(Dataset excerpts):
>>>>>

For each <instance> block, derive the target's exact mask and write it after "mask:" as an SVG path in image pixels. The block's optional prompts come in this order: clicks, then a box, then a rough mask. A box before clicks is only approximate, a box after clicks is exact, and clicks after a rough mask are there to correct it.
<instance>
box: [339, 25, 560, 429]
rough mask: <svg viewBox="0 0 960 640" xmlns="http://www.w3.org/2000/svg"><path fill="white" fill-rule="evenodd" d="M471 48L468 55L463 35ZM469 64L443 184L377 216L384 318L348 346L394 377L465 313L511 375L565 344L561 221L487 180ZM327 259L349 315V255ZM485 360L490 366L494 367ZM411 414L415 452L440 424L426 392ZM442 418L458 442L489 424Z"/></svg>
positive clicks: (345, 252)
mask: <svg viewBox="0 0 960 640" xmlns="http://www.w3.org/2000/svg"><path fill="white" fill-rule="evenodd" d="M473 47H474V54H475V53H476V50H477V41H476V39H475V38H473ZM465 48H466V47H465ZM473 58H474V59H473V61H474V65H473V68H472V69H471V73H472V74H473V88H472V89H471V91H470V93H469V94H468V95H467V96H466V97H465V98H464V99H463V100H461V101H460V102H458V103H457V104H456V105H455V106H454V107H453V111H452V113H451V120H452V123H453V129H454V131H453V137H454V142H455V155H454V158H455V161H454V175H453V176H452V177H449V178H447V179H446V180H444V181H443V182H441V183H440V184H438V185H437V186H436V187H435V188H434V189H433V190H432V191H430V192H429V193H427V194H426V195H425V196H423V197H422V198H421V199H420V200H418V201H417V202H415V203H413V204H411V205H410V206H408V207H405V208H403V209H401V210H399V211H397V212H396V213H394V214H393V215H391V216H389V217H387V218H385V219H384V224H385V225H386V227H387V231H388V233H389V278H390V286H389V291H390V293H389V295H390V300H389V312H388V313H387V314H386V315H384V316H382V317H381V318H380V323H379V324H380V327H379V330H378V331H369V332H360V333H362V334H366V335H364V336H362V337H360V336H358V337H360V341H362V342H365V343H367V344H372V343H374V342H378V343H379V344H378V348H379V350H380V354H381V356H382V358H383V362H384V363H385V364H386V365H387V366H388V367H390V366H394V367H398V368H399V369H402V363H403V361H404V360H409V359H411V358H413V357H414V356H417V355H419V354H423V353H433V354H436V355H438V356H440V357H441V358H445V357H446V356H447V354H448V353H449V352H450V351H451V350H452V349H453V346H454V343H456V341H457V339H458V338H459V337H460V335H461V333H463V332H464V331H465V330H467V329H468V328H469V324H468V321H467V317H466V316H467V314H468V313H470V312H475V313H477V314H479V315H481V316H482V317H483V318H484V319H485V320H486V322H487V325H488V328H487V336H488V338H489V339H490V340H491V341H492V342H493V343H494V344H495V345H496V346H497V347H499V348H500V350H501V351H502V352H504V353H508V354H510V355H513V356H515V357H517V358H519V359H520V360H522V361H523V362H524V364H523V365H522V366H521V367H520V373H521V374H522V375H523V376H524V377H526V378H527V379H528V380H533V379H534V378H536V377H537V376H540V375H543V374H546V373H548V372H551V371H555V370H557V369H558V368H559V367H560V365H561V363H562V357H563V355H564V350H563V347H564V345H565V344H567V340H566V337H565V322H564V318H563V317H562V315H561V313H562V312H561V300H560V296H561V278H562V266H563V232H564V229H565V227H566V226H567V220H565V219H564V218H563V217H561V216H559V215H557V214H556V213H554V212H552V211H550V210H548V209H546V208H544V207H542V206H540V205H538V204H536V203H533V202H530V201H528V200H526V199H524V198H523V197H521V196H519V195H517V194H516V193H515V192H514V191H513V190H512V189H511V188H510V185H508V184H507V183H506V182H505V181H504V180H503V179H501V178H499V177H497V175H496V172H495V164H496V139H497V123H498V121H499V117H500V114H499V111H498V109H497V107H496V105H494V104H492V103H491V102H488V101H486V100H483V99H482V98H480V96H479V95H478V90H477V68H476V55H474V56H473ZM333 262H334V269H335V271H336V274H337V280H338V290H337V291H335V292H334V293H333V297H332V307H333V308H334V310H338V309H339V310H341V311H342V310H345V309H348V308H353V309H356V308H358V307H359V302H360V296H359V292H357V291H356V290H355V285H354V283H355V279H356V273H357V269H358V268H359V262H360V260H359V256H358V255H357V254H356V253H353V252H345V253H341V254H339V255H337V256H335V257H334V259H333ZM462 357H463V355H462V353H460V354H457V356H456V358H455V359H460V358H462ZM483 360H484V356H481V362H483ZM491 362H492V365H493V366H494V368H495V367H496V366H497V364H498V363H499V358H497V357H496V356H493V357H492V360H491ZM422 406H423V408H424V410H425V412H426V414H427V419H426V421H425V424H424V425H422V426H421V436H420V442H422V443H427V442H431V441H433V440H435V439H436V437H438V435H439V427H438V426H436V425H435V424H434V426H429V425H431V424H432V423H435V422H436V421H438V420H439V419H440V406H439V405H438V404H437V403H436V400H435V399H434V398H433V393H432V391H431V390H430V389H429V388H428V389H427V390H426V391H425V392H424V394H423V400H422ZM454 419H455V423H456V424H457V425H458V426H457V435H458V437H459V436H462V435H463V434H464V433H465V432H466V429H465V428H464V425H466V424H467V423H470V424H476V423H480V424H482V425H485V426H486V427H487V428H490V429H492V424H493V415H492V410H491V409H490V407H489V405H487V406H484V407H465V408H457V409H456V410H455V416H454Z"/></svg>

<<<<<
>>>>>

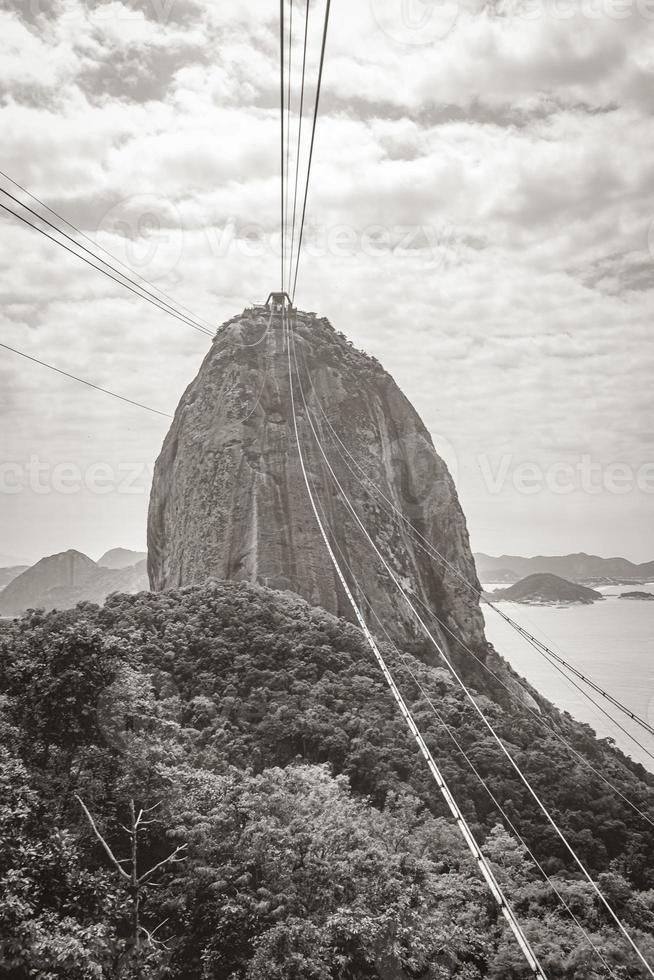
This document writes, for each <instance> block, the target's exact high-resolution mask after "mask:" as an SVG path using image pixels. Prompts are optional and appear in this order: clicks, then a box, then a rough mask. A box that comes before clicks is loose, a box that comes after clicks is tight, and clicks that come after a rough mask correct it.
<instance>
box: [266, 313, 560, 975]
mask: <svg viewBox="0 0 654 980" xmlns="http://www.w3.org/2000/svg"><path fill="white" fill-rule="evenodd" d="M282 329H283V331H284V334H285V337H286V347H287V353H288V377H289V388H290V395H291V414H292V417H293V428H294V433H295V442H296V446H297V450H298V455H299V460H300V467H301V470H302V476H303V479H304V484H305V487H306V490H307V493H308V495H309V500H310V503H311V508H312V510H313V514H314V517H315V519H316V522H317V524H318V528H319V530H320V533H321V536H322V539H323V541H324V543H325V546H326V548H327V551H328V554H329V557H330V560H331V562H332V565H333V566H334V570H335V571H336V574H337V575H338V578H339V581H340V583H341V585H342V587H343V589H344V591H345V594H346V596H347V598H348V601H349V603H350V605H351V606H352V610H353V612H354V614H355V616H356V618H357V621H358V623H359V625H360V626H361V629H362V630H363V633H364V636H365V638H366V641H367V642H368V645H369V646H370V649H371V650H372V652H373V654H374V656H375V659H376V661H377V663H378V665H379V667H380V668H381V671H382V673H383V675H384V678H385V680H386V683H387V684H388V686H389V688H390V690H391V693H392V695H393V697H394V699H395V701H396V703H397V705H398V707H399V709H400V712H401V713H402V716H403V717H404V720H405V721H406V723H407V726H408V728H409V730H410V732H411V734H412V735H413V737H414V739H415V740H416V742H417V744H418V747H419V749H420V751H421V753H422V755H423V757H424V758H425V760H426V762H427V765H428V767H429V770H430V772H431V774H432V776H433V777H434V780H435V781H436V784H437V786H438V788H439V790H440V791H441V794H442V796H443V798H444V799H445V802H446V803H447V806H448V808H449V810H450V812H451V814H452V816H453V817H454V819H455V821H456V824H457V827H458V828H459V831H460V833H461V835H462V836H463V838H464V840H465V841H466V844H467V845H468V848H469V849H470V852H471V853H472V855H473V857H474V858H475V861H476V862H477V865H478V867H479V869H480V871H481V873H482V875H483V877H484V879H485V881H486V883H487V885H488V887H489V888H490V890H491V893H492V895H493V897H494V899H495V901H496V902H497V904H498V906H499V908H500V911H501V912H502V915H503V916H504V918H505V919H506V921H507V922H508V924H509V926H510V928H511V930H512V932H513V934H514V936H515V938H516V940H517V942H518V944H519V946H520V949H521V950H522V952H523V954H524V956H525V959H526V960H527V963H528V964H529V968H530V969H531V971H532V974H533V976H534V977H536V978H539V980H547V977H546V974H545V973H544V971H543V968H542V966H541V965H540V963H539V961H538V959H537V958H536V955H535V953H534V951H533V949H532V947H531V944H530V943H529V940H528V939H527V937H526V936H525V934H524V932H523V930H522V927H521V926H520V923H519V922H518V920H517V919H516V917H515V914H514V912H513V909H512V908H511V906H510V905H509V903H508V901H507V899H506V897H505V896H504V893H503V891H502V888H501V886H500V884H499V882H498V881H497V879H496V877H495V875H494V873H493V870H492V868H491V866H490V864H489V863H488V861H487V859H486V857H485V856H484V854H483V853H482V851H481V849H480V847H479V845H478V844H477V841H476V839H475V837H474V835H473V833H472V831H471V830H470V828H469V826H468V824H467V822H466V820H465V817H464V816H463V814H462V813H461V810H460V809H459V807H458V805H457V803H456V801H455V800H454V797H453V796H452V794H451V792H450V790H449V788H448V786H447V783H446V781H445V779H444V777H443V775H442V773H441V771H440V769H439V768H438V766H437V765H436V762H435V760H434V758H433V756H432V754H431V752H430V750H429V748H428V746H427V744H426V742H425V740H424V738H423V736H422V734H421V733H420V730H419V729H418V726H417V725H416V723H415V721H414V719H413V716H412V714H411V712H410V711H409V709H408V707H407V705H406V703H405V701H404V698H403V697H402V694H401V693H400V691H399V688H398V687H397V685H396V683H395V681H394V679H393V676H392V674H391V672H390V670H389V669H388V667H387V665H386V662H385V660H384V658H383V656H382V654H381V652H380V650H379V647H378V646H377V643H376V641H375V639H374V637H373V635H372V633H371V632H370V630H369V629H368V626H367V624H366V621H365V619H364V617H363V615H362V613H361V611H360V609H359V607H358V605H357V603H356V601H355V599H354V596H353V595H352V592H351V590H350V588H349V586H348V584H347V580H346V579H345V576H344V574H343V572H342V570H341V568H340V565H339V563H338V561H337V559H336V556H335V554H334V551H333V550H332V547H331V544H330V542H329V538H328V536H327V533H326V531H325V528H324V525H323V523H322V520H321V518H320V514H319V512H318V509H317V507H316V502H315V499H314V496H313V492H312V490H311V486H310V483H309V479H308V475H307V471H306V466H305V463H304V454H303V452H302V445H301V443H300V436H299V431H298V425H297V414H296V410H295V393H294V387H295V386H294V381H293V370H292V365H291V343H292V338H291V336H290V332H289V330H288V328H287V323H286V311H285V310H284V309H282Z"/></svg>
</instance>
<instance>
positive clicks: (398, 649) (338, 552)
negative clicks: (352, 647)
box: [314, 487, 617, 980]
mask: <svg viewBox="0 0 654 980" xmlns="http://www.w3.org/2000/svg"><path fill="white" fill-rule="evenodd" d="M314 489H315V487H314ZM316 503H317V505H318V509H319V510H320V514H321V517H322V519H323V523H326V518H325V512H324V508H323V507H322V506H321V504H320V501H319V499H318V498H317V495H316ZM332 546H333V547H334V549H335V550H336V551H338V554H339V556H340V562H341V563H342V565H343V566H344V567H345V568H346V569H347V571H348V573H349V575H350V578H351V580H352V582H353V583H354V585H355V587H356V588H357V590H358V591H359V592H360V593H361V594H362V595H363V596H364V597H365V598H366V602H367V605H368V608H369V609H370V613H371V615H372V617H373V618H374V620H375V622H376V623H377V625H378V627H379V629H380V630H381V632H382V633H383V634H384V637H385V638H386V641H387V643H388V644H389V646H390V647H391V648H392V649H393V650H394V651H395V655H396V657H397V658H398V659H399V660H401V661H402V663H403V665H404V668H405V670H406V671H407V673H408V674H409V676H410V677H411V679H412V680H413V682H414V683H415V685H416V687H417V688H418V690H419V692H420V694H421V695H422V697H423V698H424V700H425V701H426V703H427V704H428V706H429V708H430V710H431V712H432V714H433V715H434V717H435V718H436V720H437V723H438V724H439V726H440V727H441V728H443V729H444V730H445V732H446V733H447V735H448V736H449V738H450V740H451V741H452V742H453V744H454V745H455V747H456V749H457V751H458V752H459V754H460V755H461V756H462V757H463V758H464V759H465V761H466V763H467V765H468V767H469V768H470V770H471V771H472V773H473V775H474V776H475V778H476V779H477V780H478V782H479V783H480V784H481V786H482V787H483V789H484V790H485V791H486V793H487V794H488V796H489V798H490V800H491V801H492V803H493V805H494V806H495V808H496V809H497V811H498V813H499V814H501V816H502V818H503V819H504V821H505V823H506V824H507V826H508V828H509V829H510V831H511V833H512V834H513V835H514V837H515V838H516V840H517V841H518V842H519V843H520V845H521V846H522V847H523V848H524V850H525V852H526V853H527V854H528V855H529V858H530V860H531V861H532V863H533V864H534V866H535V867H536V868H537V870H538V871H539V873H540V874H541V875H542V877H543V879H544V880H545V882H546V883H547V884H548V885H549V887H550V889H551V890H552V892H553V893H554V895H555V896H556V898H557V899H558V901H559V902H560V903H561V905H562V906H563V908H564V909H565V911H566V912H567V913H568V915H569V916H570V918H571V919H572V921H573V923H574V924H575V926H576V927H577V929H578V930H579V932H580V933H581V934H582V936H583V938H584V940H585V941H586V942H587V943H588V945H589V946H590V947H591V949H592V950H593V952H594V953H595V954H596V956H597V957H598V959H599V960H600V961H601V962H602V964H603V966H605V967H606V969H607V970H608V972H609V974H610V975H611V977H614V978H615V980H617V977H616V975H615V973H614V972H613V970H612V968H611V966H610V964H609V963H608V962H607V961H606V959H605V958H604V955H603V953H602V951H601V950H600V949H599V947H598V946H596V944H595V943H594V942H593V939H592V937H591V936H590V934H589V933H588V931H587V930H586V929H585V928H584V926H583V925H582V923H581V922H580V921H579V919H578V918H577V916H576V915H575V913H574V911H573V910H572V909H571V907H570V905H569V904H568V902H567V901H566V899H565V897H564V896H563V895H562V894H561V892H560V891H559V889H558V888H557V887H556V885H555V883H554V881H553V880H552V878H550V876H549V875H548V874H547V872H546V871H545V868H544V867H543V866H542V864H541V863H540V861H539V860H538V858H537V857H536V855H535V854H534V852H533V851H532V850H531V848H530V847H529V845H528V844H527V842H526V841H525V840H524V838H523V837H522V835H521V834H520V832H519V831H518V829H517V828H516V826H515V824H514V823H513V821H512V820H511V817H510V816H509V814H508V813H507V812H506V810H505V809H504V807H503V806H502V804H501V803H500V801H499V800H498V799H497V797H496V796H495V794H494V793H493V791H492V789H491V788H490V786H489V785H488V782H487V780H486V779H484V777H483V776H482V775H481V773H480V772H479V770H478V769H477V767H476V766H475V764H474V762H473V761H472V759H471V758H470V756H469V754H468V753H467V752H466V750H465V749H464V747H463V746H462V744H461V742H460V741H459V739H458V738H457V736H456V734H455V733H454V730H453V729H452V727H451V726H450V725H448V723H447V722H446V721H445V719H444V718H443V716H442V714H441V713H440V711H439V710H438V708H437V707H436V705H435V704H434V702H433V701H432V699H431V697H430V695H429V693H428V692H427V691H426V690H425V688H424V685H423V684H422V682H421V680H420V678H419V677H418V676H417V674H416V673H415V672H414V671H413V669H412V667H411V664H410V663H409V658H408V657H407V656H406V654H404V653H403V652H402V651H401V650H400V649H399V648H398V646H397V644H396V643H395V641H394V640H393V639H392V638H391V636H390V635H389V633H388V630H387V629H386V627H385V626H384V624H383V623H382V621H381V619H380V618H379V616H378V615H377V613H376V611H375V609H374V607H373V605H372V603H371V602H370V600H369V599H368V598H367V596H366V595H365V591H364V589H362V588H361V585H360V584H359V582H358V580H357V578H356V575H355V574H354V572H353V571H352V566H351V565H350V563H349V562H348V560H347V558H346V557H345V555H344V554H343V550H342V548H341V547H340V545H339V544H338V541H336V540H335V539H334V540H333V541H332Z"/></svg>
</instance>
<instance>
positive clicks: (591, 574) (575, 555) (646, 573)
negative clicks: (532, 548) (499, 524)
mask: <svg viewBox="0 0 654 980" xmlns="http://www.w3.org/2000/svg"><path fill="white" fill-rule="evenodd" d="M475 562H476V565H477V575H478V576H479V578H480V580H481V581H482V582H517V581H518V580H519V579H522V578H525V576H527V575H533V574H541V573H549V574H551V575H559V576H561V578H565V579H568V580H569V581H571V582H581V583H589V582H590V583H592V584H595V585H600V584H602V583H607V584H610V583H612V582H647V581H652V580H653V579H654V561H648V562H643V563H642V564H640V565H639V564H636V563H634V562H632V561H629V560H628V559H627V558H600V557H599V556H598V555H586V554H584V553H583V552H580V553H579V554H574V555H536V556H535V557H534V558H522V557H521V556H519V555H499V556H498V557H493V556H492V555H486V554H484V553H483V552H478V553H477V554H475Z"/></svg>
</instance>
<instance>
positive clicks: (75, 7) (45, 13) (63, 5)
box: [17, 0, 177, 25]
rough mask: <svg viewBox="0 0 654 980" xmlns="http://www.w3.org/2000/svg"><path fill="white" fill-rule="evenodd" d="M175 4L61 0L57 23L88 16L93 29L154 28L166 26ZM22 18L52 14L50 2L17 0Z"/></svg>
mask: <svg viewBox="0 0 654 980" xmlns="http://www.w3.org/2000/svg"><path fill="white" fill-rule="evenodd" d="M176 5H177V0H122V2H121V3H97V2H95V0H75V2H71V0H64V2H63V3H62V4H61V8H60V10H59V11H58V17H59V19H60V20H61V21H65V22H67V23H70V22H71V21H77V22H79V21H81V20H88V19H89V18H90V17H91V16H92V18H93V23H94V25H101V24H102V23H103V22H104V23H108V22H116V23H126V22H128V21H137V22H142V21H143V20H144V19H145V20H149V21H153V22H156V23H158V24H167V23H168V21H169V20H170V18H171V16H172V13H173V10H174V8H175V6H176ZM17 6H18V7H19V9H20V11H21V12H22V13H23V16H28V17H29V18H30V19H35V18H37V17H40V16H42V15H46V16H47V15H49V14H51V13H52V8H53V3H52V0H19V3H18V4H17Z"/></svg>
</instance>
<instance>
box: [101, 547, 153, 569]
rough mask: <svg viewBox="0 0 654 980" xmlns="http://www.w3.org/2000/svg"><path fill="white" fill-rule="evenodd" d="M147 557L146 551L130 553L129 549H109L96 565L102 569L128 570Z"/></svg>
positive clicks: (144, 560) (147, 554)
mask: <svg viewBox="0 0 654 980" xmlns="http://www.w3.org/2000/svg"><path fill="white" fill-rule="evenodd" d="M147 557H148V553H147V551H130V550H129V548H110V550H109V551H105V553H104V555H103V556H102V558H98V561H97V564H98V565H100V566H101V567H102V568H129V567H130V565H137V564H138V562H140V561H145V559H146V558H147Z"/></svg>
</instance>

<<<<<
>>>>>

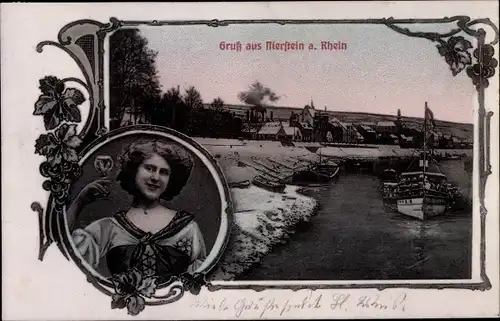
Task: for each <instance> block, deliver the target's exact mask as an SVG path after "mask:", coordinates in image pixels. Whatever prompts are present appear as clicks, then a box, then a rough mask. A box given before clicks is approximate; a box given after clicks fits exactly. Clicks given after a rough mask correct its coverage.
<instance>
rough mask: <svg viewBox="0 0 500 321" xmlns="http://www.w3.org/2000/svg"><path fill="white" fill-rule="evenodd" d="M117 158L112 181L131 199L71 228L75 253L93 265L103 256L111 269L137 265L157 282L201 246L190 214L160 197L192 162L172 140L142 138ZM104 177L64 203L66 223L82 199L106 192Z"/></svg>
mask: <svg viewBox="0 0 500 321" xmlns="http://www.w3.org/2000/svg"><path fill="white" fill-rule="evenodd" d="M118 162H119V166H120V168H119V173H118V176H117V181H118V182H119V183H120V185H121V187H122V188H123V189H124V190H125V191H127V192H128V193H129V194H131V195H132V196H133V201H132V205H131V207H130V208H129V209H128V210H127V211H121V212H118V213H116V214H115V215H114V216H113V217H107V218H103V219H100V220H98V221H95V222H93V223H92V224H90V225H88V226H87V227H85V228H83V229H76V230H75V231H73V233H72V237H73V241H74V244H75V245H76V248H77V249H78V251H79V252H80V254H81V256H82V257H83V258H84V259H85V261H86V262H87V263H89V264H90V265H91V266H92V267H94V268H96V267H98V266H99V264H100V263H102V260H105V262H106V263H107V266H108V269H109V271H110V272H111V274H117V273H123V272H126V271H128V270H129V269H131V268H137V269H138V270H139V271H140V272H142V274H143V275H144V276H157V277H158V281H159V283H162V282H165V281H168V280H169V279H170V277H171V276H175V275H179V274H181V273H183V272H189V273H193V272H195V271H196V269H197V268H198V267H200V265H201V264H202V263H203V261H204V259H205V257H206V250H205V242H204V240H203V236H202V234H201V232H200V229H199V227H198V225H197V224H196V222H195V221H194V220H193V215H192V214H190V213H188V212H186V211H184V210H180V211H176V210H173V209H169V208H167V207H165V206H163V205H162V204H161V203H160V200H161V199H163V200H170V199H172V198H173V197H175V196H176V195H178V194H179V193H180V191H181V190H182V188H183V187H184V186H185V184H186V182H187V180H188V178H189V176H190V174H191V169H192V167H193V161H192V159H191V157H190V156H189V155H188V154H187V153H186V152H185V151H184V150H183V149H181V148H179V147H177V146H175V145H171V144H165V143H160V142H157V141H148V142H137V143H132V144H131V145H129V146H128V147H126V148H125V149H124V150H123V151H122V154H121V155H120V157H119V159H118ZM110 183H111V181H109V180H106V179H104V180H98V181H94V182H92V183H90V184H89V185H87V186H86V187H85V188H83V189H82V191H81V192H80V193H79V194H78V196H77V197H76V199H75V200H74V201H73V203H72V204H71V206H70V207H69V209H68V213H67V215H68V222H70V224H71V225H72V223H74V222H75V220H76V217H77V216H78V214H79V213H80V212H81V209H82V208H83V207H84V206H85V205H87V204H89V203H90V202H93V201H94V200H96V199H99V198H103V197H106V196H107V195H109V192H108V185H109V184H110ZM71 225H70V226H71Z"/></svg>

<<<<<

(Directive): How many lines in the listing above contain the string "negative"? Reply with the number alone.

(The completed task): 2